Excerpt to read
---+---

Course specification
The current and official versions of the course specifications are available on the web at http://www.usq.edu.au/course/specification/current.
Please consult the web for updates that may occur during the year.

MAT3104 Mathematical Modelling in Financial Economics

 Semester 2, 2013 On-campus Toowoomba Units : 1 Faculty or Section : Faculty of Sciences School or Department : Maths and Computing Version produced : 21 July 2014

Staffing

Moderator: Dmitry Strunin

Requisites

Pre-requisite: (MAT2100 and STA2300) or (MAT2500 and STA2300) or Students must be enrolled in the following Program: MSBN

Rationale

Of fundamental importance to science, finance and engineering, are processes with random fluctuations. The series of prices of a financial instrument such as an equity, bond, or contract is an ideal and extremely important example. Some graduates will work in financial and commercial applications of mathematics where stochastic differential equations (SDEs) are of fundamental importance. SDEs also apply in many other areas in science and engineering and have many features that distinguish them from other mathematical models. Developing technical communication is also essential as preparation for the workplace which is addressed in this course.

---+---

[Records]
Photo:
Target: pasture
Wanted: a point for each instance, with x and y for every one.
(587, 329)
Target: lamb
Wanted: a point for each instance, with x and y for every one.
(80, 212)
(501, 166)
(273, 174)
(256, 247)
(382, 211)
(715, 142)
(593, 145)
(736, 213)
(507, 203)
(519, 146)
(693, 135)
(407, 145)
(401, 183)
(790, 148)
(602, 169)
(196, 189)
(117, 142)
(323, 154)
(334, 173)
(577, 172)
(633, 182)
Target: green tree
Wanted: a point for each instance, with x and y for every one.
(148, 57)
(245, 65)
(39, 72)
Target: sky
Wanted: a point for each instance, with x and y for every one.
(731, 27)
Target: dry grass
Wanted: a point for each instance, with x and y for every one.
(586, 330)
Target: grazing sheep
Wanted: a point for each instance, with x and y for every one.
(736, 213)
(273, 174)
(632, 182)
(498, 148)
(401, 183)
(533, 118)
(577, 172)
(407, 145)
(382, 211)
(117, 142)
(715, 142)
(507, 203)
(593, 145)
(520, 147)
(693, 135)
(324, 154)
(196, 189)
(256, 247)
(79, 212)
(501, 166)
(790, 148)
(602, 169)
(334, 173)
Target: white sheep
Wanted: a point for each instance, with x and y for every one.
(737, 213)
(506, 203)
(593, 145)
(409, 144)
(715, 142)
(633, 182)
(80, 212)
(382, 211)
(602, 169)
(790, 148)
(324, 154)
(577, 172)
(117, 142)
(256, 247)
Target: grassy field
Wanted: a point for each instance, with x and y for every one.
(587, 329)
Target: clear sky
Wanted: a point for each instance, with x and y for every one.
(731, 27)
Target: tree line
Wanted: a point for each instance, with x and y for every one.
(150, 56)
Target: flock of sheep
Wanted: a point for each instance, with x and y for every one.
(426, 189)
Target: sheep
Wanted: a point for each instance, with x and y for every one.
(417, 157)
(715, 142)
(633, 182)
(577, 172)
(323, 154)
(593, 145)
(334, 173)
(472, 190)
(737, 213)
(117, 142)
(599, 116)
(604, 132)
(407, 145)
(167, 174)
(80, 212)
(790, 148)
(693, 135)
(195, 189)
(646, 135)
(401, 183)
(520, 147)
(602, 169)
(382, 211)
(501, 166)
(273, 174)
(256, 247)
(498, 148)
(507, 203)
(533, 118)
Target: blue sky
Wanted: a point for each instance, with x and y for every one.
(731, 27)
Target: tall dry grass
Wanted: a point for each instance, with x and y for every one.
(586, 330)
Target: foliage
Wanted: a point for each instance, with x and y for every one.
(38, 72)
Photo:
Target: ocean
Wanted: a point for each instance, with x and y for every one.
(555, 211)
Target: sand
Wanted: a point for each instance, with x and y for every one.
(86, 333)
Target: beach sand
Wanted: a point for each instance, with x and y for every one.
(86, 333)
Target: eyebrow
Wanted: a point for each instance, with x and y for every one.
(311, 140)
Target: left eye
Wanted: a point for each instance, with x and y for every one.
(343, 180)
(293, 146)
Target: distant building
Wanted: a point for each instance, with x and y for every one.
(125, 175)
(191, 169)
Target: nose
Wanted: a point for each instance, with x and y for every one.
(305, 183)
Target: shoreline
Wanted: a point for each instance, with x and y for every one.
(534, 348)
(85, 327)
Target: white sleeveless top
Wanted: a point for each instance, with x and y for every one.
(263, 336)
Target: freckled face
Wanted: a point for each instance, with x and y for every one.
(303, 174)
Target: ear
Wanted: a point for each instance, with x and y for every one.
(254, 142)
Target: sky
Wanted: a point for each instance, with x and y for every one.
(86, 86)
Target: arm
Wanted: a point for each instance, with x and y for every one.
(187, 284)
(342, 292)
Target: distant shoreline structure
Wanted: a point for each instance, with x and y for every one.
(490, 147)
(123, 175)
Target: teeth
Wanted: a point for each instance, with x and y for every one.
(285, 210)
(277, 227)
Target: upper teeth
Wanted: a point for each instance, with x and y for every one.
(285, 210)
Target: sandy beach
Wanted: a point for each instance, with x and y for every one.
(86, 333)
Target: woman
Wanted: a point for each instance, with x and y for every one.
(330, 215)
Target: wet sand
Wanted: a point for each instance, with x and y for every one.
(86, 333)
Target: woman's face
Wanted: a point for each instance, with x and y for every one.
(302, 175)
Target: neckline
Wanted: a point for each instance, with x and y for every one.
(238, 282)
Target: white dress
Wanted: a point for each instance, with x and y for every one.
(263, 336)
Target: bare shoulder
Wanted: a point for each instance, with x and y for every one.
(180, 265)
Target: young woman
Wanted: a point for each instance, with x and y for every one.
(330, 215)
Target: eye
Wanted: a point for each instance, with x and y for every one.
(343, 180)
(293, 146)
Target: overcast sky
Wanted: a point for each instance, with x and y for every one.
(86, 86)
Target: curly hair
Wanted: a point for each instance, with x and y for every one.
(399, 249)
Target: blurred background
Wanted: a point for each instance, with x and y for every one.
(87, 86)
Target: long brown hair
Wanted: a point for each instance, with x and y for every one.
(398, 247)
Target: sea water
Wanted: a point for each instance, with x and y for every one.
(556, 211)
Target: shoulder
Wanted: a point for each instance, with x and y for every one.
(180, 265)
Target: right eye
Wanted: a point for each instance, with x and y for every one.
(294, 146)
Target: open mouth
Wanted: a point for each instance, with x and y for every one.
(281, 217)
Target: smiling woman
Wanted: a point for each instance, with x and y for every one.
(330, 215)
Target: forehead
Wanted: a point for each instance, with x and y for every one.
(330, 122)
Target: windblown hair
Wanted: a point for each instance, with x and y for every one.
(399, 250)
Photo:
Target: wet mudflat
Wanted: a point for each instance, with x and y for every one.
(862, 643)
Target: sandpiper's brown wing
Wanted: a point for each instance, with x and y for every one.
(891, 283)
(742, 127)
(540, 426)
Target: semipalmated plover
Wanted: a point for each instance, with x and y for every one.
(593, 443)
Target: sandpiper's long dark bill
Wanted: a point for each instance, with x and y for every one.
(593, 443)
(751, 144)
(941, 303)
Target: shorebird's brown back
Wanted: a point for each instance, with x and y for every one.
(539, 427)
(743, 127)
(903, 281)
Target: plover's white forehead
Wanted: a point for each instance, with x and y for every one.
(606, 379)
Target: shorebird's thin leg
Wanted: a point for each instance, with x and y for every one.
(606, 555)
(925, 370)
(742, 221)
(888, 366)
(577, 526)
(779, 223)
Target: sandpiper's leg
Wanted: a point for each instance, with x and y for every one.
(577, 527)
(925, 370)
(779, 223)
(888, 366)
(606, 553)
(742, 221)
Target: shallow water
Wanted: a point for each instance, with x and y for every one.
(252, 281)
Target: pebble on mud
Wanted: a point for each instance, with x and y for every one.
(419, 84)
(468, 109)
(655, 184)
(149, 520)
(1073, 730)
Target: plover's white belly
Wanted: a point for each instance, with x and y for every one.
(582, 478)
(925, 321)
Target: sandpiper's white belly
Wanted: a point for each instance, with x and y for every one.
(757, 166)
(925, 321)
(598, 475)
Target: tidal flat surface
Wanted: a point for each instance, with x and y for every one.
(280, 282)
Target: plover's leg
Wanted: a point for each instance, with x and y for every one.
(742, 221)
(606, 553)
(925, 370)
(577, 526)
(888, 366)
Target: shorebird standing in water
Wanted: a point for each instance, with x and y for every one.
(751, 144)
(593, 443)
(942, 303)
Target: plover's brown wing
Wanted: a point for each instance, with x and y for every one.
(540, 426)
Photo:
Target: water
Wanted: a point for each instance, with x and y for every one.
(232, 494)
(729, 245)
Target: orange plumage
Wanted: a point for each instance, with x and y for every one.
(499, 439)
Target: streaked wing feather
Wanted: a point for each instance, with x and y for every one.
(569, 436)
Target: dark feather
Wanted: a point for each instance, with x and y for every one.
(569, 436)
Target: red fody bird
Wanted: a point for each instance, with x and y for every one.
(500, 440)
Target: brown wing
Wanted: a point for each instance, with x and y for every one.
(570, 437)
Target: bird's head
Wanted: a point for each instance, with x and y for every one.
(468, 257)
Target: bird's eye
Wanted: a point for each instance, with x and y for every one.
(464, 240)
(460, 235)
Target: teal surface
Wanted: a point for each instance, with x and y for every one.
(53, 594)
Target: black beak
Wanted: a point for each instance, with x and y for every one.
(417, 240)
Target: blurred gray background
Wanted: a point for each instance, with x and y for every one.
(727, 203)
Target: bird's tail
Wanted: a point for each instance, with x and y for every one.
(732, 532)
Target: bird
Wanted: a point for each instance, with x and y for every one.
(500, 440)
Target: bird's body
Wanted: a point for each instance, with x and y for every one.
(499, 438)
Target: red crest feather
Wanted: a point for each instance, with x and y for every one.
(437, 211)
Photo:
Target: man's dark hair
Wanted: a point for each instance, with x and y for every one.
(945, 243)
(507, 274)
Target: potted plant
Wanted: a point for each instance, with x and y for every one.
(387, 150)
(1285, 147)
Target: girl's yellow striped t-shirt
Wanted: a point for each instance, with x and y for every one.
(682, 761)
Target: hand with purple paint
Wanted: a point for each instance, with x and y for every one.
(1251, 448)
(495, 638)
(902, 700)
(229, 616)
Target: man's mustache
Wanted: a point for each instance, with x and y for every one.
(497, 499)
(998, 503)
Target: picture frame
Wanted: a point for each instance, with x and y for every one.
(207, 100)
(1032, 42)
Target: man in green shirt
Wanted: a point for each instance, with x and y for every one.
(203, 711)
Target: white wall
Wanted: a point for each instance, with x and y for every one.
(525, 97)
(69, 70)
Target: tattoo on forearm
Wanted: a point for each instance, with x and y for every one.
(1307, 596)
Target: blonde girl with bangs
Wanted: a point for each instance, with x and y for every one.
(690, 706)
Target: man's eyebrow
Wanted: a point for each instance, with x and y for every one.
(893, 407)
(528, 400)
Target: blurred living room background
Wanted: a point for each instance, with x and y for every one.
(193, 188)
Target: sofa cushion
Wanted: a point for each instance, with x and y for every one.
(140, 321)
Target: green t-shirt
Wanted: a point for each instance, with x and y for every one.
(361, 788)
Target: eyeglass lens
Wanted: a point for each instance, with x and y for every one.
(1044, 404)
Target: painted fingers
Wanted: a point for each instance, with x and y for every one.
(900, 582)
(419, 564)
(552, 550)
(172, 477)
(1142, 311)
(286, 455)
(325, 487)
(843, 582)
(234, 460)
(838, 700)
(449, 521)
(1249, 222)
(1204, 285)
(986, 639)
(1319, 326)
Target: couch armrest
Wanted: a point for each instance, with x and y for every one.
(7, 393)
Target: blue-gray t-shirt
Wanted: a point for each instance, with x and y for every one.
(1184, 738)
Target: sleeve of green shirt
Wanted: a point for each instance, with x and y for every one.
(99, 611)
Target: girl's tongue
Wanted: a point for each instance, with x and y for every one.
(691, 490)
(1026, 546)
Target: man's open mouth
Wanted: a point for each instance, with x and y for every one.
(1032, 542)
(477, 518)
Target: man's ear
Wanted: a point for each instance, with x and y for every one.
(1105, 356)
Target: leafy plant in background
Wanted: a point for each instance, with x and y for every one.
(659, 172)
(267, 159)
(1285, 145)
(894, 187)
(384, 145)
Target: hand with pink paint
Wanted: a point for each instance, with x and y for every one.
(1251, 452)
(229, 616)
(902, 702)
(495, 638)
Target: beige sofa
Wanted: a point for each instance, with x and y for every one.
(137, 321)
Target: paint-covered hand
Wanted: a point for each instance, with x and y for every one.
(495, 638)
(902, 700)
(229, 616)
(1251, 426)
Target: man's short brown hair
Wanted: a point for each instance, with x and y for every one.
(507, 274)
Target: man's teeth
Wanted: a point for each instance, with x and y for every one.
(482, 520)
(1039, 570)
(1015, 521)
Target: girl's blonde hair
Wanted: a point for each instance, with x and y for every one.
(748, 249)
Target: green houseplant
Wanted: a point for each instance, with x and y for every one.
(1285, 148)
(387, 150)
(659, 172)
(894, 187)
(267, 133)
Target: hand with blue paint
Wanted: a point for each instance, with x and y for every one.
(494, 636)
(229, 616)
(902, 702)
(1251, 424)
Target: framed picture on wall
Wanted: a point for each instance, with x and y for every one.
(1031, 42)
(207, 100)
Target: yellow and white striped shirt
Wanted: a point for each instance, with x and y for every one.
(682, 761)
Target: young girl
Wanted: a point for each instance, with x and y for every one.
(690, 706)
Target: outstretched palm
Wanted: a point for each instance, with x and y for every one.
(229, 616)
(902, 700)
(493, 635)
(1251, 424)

---+---

Given instruction 1
Answer these questions about the MAT3104 course specification:
(a) Who is listed as the moderator?
(b) In which semester and year, and at which campus, is the course offered?
(c) What does the rationale name as an ideal example of a process with random fluctuations?
Given instruction 2
Write a continuation of the MAT3104 course specification that picks up after its last sentence.

Result 1
(a) Dmitry Strunin.
(b) Semester 2, 2013, on-campus at Toowoomba.
(c) The series of prices of a financial instrument such as an equity, bond, or contract.

Result 2
Synopsis

This course begins by investigating models of economic activity and the financial and economic strategies which are used to stimulate economic activity. After this models of financial processes, such as equity prices, interest rates, bond yields, and so on are considered. Simulation models of such processes are developed and used in experiments using scripts written in R and scilab which are supplied on the course web page (students may choose whether to use R or scilab - it is not necessary to use both).
The theory of Stochastic differential equations is introduced and studied by simulation and in theory. Techniques for solving such equations by means of Ito's formula are explained and applied. This is applied to financial process problems and the Black-Scholes differential equation is formulated and solved. Binomial tree models are introduced and used to solve a variety of option pricing models. In the last part of the course the method for solving option pricing problems based on the equivalent martingale measure. This course is offered only in odd numbered years.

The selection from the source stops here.